## EXERCICE
Pouvez-vous reproduire à l'identique le passage de l'article sur Thomas Sankara qui commence aux mots « Il y a tout » et s'arrête après « d’intégrité ou d’écologie. » ?

## TEXTE À LIRE
· · · ·
Thomas Sankara, une vie hors des cases

Quarante ans après la prise de pouvoir de Thomas Sankara, deux bandes dessinées passionnantes reviennent sur la trajectoire, les idées et la mort du chef de l’État burkinabè.

Sankara Un Rêve-Brisé (couverture)© L’Harmattan BD © La couverture de la bande dessinée « Sankara Un rêve brisé ».

Sankara Un Rêve-Brisé (couverture)© L’Harmattan BD © La couverture de la bande dessinée « Sankara Un rêve brisé ».

NICOLAS-MICHEL_2024

Publié le 21 octobre 2023 Lecture : 8 minutes.

Il y a tout juste quarante ans, le 4 août 1983, le capitaine Thomas Sankara prenait le pouvoir en Haute-Volta. Un an plus tard, le pays était rebaptisé Burkina Faso. Quatre ans plus tard, le 15 octobre 1987, le jeune chef de l’État était assassiné et Blaise Compaoré, frère-ennemi, prenait le pouvoir pour ne plus le lâcher pendant vingt-sept ans. Mort en martyr à l’âge de 37 ans, Thomas Sankara conserve aujourd’hui une auréole de pureté et nombre de ses idées, révolutionnaires pour l’époque, demeurent dramatiquement d’actualité. Notamment en matière de féminisme, d’intégrité ou d’écologie.
· · · ·
## INFORMATIONS EXTRAITES

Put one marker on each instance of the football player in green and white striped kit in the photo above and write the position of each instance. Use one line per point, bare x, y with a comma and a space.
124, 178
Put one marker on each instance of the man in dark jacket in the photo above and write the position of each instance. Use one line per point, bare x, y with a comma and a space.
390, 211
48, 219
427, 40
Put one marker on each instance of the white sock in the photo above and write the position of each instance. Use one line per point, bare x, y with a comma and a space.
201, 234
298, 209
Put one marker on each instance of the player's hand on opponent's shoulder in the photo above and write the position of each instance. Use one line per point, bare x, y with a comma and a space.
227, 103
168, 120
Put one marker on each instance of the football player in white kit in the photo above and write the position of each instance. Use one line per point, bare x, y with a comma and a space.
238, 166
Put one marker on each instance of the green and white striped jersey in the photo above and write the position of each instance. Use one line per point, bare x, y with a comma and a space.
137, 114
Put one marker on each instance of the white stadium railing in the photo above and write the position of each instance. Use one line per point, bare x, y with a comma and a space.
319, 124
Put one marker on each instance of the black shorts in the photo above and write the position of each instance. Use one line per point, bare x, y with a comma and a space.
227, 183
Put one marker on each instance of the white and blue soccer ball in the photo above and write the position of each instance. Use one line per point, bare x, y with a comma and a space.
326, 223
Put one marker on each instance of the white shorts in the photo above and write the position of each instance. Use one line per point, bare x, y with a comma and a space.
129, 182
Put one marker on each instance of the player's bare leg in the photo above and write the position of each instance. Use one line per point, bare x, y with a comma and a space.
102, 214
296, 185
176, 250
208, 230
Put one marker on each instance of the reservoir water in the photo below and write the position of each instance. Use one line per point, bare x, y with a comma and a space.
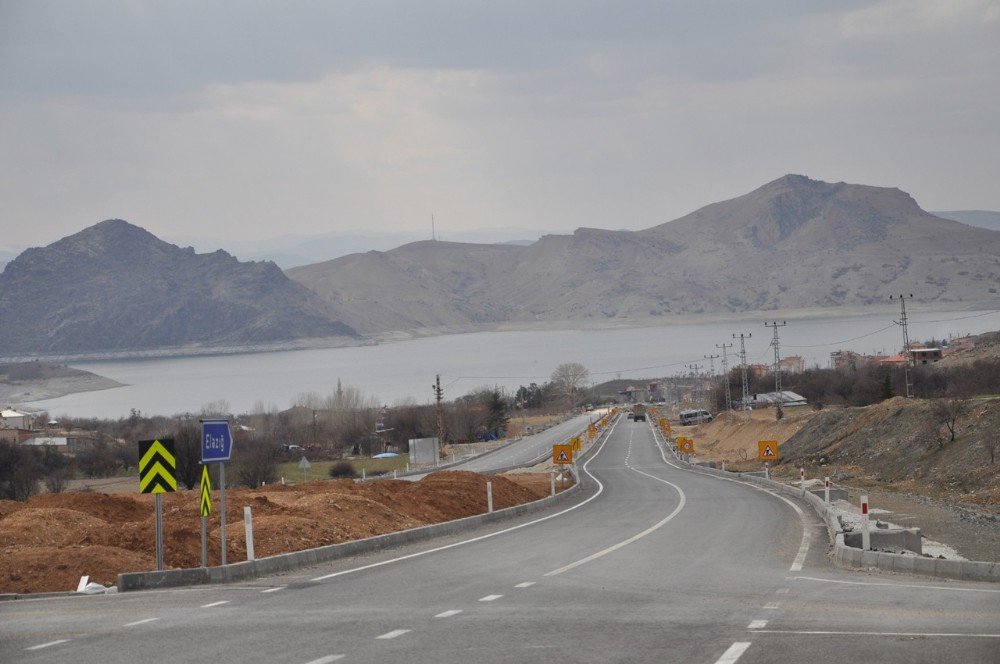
· · · ·
## RÉPONSE ATTENDUE
Il y a tout juste quarante ans, le 4 août 1983, le capitaine Thomas Sankara prenait le pouvoir en Haute-Volta. Un an plus tard, le pays était rebaptisé Burkina Faso. Quatre ans plus tard, le 15 octobre 1987, le jeune chef de l’État était assassiné et Blaise Compaoré, frère-ennemi, prenait le pouvoir pour ne plus le lâcher pendant vingt-sept ans. Mort en martyr à l’âge de 37 ans, Thomas Sankara conserve aujourd’hui une auréole de pureté et nombre de ses idées, révolutionnaires pour l’époque, demeurent dramatiquement d’actualité. Notamment en matière de féminisme, d’intégrité ou d’écologie.